Data for this exercise ->
┏━━

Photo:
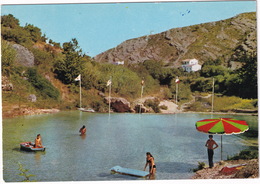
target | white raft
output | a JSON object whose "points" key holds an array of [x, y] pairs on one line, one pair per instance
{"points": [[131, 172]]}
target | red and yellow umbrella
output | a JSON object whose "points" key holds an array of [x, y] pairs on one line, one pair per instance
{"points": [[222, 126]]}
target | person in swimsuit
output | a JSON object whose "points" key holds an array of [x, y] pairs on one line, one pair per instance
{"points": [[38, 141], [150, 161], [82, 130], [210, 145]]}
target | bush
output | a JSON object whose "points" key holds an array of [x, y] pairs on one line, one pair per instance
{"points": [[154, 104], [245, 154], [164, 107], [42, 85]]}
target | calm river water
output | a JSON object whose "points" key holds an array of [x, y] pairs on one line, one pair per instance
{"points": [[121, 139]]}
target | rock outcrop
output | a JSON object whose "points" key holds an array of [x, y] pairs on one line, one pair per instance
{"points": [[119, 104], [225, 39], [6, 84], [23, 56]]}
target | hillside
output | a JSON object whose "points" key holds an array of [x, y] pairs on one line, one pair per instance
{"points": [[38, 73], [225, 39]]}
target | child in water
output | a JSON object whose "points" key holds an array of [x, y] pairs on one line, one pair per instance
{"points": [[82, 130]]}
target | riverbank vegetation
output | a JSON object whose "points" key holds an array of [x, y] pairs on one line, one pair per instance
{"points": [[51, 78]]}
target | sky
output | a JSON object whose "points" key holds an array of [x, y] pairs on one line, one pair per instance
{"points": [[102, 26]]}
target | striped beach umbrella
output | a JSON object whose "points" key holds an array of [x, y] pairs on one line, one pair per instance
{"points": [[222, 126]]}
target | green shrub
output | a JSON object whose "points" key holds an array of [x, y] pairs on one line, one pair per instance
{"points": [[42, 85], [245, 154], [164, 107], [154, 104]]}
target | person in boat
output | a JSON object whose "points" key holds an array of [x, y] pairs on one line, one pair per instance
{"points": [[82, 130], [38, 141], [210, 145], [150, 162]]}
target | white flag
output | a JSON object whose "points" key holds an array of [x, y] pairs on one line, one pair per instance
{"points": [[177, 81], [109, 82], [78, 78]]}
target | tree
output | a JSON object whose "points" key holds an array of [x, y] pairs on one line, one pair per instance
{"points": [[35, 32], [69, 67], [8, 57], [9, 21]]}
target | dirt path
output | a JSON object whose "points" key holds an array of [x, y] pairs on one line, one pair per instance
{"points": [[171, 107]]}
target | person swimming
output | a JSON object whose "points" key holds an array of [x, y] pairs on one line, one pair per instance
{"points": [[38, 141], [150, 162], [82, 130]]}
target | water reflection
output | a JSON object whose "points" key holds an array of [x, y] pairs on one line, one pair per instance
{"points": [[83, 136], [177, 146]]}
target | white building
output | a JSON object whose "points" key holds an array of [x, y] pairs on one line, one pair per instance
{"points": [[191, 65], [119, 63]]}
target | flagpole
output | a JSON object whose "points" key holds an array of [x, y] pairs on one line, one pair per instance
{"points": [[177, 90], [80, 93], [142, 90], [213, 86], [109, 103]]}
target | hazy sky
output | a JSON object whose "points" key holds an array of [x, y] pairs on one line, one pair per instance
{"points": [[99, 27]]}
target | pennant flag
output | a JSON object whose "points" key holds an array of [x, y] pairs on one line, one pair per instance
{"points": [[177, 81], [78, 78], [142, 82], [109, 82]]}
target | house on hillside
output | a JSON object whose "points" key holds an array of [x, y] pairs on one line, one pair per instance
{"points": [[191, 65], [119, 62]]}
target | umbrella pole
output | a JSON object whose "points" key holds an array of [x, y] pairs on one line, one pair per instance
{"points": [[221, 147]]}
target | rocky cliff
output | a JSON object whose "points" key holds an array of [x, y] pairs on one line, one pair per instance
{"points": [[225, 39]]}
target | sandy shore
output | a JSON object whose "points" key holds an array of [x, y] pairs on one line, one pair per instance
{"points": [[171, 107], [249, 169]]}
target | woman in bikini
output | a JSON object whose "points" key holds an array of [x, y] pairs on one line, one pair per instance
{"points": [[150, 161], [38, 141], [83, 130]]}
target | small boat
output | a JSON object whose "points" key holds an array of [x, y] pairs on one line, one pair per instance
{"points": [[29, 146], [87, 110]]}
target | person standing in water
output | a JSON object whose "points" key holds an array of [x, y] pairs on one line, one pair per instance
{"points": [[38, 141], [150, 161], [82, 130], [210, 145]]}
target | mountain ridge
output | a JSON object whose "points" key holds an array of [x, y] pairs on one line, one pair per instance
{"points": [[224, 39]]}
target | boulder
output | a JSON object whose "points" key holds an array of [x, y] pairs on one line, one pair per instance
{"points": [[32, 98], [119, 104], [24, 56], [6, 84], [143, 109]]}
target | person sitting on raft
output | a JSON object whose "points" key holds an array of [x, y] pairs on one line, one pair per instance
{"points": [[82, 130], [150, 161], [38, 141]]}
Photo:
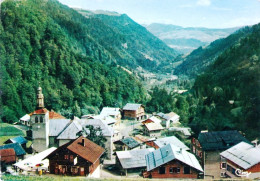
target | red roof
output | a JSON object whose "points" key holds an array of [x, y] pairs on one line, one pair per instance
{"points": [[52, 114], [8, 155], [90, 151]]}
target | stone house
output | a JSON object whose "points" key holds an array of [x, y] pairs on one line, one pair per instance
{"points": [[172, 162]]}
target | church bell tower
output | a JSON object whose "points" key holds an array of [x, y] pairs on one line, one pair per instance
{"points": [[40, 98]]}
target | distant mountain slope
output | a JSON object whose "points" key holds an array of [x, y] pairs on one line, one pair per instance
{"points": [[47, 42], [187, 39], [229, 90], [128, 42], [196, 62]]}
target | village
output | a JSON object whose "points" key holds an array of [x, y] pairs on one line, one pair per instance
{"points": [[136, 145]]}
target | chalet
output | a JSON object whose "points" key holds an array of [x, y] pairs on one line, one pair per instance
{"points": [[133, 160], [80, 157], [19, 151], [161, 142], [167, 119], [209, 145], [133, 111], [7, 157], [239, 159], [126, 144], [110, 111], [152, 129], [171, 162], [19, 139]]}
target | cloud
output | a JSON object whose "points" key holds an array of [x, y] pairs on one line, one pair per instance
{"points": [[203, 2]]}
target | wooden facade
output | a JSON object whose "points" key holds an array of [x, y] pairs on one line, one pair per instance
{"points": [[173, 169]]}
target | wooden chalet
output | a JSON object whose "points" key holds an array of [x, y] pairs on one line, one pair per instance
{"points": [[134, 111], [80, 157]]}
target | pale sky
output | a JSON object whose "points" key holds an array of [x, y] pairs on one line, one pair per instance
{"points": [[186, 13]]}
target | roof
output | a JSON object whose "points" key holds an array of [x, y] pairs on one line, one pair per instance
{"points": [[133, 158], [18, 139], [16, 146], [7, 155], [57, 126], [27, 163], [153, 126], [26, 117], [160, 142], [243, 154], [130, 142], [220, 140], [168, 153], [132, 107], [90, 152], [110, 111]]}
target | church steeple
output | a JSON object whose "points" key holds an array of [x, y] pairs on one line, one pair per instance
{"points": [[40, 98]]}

┗━━

Go from the first line of the data above to the line containing "target | red and yellow umbrella" and retype exactly those lines, both included, but none of the pictures.

Photo:
target | white raft
output | a JSON object whose "points" key holds an array of [x, y] pairs on one line, one pair per instance
{"points": [[131, 172]]}
target | red and yellow umbrella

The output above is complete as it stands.